### DÉTAIL DE L'EXERCICE
Rédigez la suite du texte ci-dessous consacré à Jacques Mauger, supérieur du séminaire de Coutances, en reprenant après sa dernière phrase.

### EXTRAIT DU TEXTE
Jacques Mauger

SUPERIEUR DU SEMINAIRE DE COUTANCES (1821-1833)

par Christian HENRI et Dominique SERET

D’après « Le séminaire de Coutances et Avranches » de J. Blouet, archives diocésaines de Coutances, 1936, et avec tous nos remerciements à l’Evêché de Coutances et Avranches

En 1821, M. Lesplu-Dupré ayant été appelé à remplir les fonctions de vicaire général dont il n'avait eu jusque là que le titre honorifique estima que personne ne pouvait le remplacer dans sa charge de supérieur du Séminaire aussi bien qu'un de ses jeunes collaborateurs âgé seulement de vingt-sept ans.

Relevés d'annotations de position:
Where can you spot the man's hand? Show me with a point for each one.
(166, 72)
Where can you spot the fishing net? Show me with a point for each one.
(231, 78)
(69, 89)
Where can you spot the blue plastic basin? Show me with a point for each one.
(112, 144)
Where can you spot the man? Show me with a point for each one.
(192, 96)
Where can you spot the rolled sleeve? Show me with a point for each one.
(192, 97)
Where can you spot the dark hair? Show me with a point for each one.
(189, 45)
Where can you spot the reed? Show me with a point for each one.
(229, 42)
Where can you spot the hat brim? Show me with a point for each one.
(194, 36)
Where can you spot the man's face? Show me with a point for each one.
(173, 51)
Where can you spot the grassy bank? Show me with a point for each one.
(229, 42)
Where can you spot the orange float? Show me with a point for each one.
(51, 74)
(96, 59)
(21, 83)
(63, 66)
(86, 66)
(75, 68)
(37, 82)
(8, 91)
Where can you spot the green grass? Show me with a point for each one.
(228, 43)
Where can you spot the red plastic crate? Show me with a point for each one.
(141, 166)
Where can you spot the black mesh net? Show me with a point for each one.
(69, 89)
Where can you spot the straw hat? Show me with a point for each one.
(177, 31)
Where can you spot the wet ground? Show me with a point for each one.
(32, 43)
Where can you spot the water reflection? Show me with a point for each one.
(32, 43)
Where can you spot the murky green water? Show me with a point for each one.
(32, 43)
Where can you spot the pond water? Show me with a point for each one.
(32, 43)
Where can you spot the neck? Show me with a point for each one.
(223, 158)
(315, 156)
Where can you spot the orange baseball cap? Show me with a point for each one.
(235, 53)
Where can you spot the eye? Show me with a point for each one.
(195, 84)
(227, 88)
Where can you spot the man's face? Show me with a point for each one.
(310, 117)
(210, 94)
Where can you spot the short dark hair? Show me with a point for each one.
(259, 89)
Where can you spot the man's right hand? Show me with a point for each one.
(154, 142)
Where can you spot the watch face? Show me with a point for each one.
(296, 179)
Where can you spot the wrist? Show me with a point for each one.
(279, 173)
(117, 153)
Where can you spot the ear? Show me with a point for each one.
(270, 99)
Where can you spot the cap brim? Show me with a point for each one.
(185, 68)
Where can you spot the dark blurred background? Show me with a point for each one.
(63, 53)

### RÉSULTAT FINAL
M. Mauger était originaire de la paroisse de Ger, au doyenné de Barenton, et son père exerçait la profession de boulanger. Il naquit le 18 octobre 1787 et fut appelé Jacques par son aïeul paternel -ci-contre extrait du registre paroissial de 1787 (1)-. Il fit ses premières études au collège de Mortain et passa ensuite à celui d'Avranches. C'est là qu'il eut M. Lesplu-Dupré pour professeur de philosophie et de théologie. Il le suivit à Coutances en 1809. Nous avons encore ses lettres d'ordination. Le 24 septembre 1808, il reçut à Coutances la tonsure et les ordres mineurs. Il fut sous-diacre le 22 décembre 1810. Un an plus tard, le 21 décembre 1811, il fut promu au sacerdoce à Coutances par Monseigneur Dupont-Poursat. Il songea d'abord à entrer dans la Compagnie de Saint-Sulpice, puis à se faire jésuite lorsque le Père Roger, son directeur spirituel, rentra dans la Compagnie de Jésus reconstituée. Mais la Providence le réservait pour rendre les plus grands services à notre Séminaire.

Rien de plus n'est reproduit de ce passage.